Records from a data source
━━━━━━
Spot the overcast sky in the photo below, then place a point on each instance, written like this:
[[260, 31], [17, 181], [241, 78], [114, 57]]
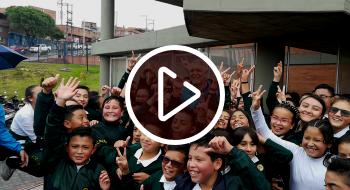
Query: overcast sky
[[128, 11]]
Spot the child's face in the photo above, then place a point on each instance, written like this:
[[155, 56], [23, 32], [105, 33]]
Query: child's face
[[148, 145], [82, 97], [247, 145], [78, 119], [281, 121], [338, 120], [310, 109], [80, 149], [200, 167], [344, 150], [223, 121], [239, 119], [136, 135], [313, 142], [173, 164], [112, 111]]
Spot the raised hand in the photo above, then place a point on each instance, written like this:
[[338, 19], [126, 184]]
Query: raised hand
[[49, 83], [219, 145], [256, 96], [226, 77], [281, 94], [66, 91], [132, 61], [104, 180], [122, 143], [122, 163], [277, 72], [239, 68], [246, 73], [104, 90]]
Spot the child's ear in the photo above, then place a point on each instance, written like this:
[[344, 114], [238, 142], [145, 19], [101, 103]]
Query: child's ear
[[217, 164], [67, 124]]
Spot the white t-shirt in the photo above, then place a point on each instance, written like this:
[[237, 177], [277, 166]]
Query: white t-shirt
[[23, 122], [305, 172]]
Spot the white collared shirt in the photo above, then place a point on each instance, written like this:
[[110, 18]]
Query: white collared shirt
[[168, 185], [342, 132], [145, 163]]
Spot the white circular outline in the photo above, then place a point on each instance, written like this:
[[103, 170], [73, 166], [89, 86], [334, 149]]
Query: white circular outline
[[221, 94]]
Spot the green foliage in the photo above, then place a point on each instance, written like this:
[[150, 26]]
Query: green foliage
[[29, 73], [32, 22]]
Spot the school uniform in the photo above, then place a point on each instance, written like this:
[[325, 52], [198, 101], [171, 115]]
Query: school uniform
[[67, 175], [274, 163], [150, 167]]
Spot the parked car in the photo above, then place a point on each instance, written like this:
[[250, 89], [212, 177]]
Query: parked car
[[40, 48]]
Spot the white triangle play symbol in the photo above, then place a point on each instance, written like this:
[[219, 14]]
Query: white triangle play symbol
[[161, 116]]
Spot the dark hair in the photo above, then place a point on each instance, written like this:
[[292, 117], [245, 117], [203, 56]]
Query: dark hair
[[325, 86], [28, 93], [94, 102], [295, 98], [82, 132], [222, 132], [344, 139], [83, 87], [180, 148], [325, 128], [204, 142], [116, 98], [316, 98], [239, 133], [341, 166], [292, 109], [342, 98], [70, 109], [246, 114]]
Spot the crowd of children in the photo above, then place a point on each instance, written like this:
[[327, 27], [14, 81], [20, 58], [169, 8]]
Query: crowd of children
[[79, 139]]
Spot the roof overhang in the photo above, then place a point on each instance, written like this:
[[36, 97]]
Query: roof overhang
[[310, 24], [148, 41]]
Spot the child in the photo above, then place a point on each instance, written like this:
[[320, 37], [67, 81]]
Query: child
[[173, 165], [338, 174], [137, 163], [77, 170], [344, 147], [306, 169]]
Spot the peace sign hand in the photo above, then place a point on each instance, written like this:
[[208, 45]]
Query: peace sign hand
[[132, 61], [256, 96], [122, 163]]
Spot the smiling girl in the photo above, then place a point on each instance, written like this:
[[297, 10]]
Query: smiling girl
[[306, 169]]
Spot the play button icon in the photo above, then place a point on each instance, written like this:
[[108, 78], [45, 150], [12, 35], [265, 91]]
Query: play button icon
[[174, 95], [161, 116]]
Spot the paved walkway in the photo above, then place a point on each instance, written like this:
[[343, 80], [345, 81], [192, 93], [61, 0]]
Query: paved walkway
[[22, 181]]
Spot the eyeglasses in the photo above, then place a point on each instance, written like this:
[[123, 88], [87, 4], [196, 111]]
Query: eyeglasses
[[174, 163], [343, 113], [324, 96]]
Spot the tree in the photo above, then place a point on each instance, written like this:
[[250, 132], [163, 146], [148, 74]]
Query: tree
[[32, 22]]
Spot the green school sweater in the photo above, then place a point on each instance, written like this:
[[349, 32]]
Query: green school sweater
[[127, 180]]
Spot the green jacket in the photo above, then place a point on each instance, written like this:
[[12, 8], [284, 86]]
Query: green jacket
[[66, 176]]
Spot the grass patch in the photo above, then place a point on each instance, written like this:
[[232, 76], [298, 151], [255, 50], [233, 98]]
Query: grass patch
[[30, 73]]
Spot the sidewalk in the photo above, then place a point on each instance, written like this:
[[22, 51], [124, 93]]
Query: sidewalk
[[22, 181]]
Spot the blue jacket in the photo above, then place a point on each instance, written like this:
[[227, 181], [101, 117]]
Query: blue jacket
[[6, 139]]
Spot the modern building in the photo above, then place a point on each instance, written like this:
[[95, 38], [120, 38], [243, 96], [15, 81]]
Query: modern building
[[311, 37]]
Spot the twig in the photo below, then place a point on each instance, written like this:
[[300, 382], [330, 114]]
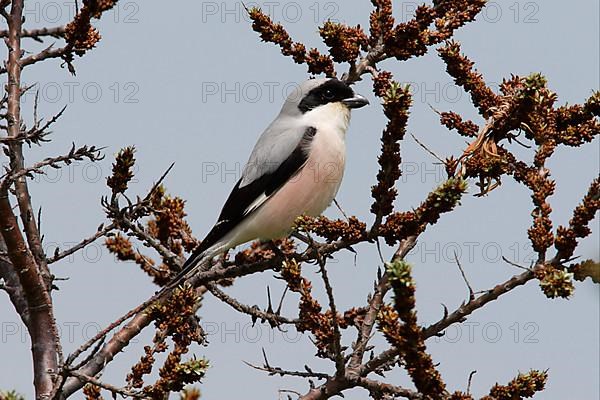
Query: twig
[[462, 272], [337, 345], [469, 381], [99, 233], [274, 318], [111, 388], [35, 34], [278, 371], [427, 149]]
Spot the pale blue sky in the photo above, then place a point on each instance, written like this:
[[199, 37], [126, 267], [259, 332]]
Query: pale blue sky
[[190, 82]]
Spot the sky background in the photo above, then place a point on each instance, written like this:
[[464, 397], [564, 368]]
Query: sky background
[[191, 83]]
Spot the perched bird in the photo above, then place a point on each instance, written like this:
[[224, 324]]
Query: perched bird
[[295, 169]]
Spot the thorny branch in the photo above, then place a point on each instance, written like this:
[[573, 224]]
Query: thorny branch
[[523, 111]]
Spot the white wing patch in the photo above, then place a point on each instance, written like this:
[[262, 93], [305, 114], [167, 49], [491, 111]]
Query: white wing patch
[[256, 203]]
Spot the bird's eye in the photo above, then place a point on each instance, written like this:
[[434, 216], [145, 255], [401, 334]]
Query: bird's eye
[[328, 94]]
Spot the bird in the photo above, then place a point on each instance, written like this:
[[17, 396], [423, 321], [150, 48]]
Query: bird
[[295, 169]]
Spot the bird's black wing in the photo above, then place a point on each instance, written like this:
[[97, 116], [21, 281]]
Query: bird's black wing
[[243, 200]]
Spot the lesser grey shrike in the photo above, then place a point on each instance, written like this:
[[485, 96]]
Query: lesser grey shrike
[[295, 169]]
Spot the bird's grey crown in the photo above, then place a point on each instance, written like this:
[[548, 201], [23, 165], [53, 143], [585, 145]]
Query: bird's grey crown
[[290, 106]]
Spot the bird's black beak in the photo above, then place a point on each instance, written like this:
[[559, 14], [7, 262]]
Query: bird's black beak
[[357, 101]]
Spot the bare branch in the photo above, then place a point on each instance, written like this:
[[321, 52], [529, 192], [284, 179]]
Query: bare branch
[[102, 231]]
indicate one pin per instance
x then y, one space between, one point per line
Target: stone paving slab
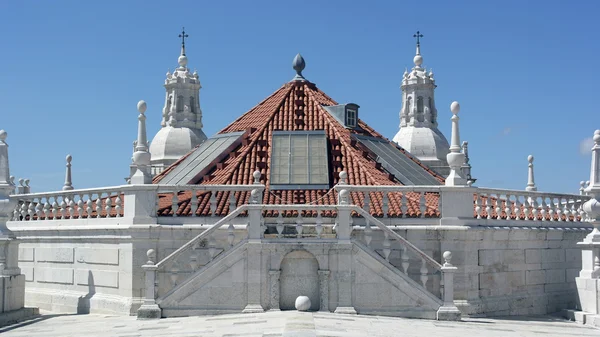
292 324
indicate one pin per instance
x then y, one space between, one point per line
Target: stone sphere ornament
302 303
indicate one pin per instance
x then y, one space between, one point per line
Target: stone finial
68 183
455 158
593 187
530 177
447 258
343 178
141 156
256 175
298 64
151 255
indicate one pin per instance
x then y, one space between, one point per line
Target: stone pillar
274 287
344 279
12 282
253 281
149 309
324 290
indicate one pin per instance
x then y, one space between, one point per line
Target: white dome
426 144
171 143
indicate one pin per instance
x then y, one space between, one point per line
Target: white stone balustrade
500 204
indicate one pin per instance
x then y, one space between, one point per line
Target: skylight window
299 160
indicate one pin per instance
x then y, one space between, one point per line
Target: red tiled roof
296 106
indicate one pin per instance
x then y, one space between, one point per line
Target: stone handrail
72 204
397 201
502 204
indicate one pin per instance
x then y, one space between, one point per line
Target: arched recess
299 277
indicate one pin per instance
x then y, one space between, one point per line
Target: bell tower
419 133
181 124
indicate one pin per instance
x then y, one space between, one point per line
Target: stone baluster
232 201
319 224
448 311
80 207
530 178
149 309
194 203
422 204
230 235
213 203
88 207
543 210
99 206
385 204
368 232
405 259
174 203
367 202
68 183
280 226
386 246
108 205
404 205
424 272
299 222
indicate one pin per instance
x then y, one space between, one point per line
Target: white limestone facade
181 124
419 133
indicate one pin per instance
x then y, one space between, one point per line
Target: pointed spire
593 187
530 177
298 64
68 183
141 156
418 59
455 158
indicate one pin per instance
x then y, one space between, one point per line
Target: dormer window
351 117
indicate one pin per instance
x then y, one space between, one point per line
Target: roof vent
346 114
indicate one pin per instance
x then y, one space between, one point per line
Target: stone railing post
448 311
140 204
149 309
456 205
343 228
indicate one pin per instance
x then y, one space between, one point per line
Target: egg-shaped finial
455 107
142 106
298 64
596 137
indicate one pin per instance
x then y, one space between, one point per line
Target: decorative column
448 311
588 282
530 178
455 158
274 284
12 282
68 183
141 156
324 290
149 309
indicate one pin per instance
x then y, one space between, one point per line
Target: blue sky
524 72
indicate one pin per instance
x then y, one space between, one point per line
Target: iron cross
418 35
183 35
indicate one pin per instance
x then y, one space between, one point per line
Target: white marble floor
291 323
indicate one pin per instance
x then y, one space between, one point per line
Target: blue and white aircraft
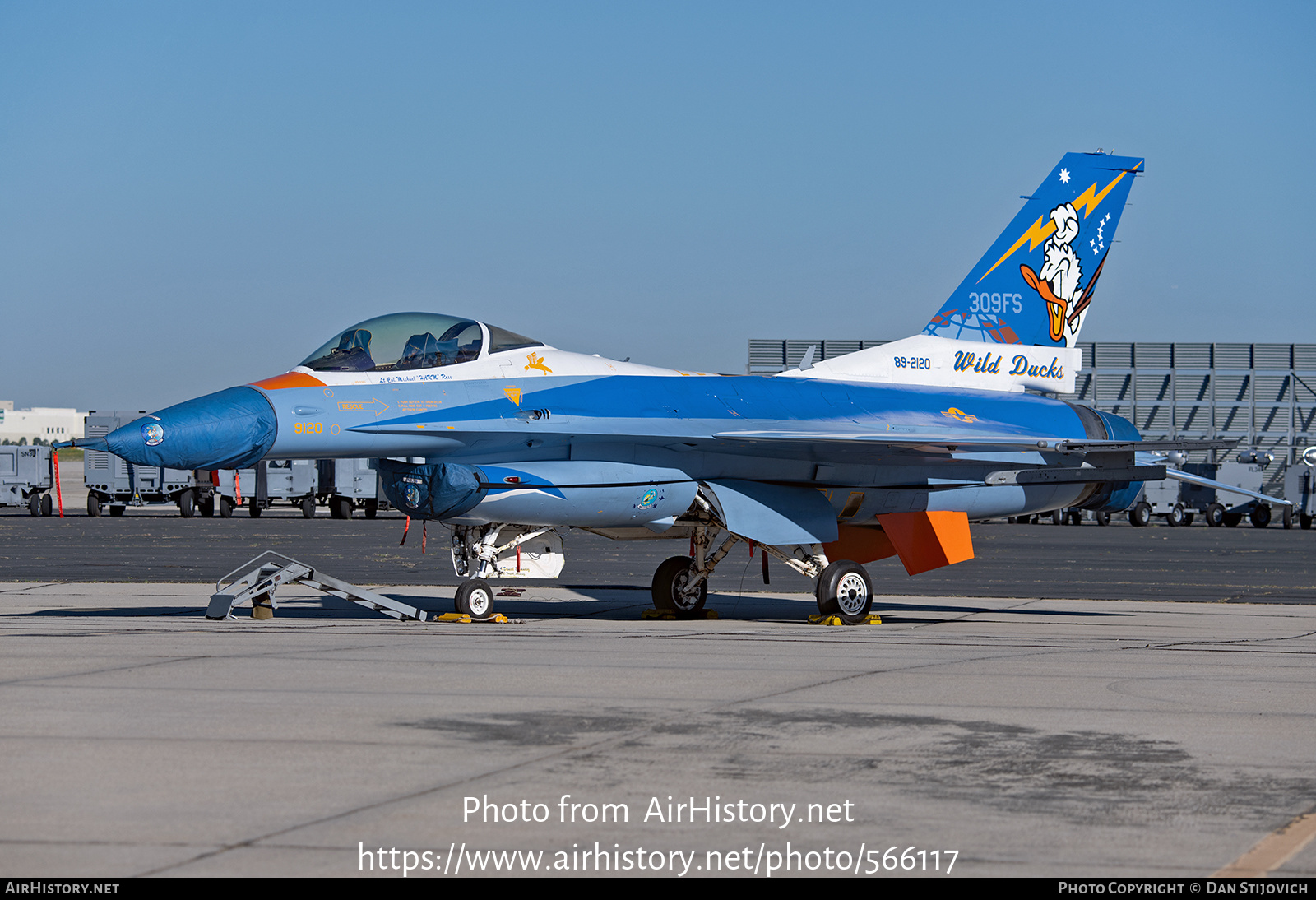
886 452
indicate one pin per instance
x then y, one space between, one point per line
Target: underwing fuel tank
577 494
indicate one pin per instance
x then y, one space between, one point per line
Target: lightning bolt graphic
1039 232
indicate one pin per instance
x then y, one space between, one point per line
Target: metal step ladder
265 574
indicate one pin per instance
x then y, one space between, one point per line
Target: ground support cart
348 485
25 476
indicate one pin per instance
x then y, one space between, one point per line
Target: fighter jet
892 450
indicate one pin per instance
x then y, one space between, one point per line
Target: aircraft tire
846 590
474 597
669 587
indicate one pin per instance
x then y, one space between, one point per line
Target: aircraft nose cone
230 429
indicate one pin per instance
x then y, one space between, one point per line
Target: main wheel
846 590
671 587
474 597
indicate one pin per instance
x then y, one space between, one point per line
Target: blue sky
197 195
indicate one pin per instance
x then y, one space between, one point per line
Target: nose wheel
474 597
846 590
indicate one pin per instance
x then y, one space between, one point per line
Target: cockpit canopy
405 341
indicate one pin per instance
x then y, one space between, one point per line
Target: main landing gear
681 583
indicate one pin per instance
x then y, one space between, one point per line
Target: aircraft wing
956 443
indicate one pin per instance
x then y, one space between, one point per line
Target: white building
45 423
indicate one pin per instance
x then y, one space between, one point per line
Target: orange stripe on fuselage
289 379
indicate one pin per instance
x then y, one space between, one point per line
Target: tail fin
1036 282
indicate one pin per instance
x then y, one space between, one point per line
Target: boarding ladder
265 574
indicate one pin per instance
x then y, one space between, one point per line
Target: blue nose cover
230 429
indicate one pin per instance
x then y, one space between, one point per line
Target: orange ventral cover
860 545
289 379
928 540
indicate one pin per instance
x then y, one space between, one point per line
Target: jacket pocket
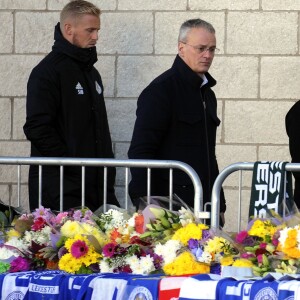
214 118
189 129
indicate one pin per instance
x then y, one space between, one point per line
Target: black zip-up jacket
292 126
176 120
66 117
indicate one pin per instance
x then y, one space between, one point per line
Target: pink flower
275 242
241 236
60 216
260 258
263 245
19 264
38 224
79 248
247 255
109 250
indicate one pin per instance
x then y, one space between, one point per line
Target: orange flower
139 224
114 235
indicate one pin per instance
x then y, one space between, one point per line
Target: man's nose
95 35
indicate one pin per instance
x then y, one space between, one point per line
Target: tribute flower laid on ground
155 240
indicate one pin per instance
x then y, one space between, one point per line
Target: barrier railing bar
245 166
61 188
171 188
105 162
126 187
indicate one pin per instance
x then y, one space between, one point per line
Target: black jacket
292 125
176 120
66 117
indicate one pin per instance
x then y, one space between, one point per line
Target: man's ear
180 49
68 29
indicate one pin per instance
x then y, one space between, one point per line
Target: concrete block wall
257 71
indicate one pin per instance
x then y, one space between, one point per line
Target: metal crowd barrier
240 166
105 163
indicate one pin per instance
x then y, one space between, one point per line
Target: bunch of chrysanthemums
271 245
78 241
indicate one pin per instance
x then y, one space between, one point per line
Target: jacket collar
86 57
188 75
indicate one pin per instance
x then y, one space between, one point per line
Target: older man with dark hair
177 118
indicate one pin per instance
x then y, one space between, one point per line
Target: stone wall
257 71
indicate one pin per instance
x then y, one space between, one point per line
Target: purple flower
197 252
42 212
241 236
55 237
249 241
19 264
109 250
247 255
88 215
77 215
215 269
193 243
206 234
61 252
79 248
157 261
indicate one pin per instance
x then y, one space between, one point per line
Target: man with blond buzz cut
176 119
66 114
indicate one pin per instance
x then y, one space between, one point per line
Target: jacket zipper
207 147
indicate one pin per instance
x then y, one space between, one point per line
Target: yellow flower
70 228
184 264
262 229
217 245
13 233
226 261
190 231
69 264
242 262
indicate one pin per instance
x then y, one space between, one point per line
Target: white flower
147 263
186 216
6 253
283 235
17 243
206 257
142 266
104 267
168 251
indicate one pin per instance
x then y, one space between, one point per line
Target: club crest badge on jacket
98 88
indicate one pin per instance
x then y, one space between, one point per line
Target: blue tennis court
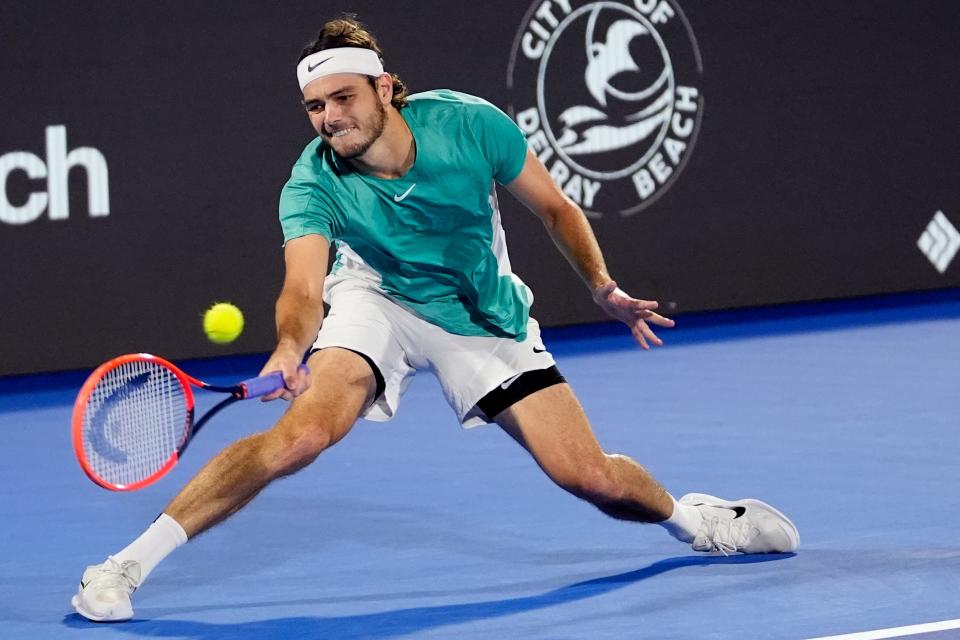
━━━━━━
◆ **Task prompt**
What should be set down is every line from the opening of the records through the line that contains "[[155, 56], [23, 32], [105, 33]]", exactly, with pictures left out.

◆ **Answer section**
Spot the overcast sky in the photo below, then place a point on each instance, written like this:
[[260, 31], [17, 181], [241, 78], [114, 57]]
Query: overcast sky
[[128, 11]]
Spot the child's face in the photo above, then place a point on each instance, written like this:
[[155, 56], [23, 32], [105, 33]]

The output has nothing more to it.